**Instruction a:**
Collect every line of the listing below that contains the string "gray". Matching is case-sensitive.

— Begin Text —

Does sleep affect your ability to workout and improve your fitness?
The short answer is yes. Movement and wellness specialist Priscilla Flynn of In2great Fitness says she can tell when a client hasn’t been sleeping well.
“We train with heart rate monitors which gives us the ability to check in with how well our clients are coping with the stress of the workout,'' she says.
''On days with poor sleep, heart rate efficiency will be compromised and clients will tend to struggle to increase heart rate intensity, or their intensity stays high and they can’t recover.''
Priscilla adds that if we don’t sleep well we are more prone to weight gain, cravings, mood disorders, overeating, pain, and a general lack of wellness.
Sleep or exercise – what’s more important?
You can’t really have one without the other and Priscilla says it’s important to consider a person’s metabolic reserve – basically how much gas is in the tank.
“Good sleep quality will increase a person’s metabolic reserve, making them more resilient to stress of any kind. In terms of training, having a good sleep means you can train longer, or more intensely, before you get depleted,” she says.
“A lack of sleep decreases metabolic reserve which means the person has a reduced capacity to cope with additional stress. This means they have a reduced capacity to train optimally, and therefore a reduced ability to get the results they seek”.
If you’re really exhausted, it’s better to modify your workout and listen to your body.
“A light intensity 10-minute quality movement session, some fascial release (using things like trigger point balls and foam rollers) or basic mobility drills, might be all you need to improve your energy and have an even better sleep to prime yourself for the next day,” Priscilla says.
Shift workers and new parents – this bit is for you!
Priscilla says if you fall into a category where it’s hard to maintain regular sleeping patterns, it’s even more important to take extra care to enhance recovery.
“If sleep routine is a challenge, it’s super important to find alternative ways to give your body extra recovery help through your day. This may mean breath work, meditation, light movement or fascial release,” she said.
Tips for a better night’s sleep
The Sleep Health Foundation suggest the following tips for a better night’s sleep:
- Have a regular sleep pattern – go to bed and get up at the same time every day (when you can)
- Spend the right amount of time in bed (usually about eight hours for adults, more for children)
- Beds are for sleeping – avoid screen time before bedtime
- Wind down and relax before going to bed and don’t exercise too close to bed time
- Sleep in a comfortable room that’s cool and dark
- Avoid caffeine, alcohol and cigarettes
- Avoid daytime naps
- Don’t lie awake watching a clock - turn bright alarm clocks around and avoid checking the time
- Avoid sleeping pills (except in exceptional circumstances)
- Seek professional help if you need it.

— End Text —
— Begin Records for processing —

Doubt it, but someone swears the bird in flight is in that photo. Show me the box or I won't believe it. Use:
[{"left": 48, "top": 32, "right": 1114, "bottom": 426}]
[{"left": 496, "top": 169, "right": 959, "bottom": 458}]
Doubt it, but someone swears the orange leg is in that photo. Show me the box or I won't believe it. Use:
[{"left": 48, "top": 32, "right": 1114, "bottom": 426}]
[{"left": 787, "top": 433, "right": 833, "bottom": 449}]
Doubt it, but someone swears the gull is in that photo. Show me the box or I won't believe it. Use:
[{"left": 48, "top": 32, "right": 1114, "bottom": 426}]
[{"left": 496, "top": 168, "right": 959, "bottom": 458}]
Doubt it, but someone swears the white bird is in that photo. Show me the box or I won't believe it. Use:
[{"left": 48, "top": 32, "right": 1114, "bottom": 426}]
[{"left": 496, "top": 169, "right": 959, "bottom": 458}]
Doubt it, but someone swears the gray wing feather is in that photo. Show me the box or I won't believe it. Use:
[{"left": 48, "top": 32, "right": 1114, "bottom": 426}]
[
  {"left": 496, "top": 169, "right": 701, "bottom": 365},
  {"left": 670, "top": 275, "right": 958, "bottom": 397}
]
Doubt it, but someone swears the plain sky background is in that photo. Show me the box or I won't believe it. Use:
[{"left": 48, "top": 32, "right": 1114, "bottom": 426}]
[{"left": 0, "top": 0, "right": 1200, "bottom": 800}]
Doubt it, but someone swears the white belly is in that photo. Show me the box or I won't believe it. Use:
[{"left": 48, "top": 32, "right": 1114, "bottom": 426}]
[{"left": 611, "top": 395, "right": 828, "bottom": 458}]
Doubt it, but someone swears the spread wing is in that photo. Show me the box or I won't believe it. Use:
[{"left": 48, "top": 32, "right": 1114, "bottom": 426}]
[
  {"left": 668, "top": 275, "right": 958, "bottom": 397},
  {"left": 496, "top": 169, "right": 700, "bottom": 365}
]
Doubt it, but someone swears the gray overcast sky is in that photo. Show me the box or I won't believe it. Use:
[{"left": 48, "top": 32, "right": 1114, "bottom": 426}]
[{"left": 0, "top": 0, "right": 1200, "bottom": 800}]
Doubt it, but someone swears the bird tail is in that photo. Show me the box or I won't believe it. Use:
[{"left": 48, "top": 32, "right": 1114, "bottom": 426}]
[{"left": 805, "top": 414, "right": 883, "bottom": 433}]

— End Records for processing —

**Instruction b:**
In the article on sleep and fitness above, reproduce the portion that opens with the words "- Beds are for" and closes with "you need it.", substituting "coffee" for "caffeine".

**Exercise result a:**
Doubt it, but someone swears the gray wing feather is in that photo. Show me the box or I won't believe it. Use:
Doubt it, but someone swears the gray overcast sky is in that photo. Show me the box or I won't believe it. Use:

**Exercise result b:**
- Beds are for sleeping – avoid screen time before bedtime
- Wind down and relax before going to bed and don’t exercise too close to bed time
- Sleep in a comfortable room that’s cool and dark
- Avoid coffee, alcohol and cigarettes
- Avoid daytime naps
- Don’t lie awake watching a clock - turn bright alarm clocks around and avoid checking the time
- Avoid sleeping pills (except in exceptional circumstances)
- Seek professional help if you need it.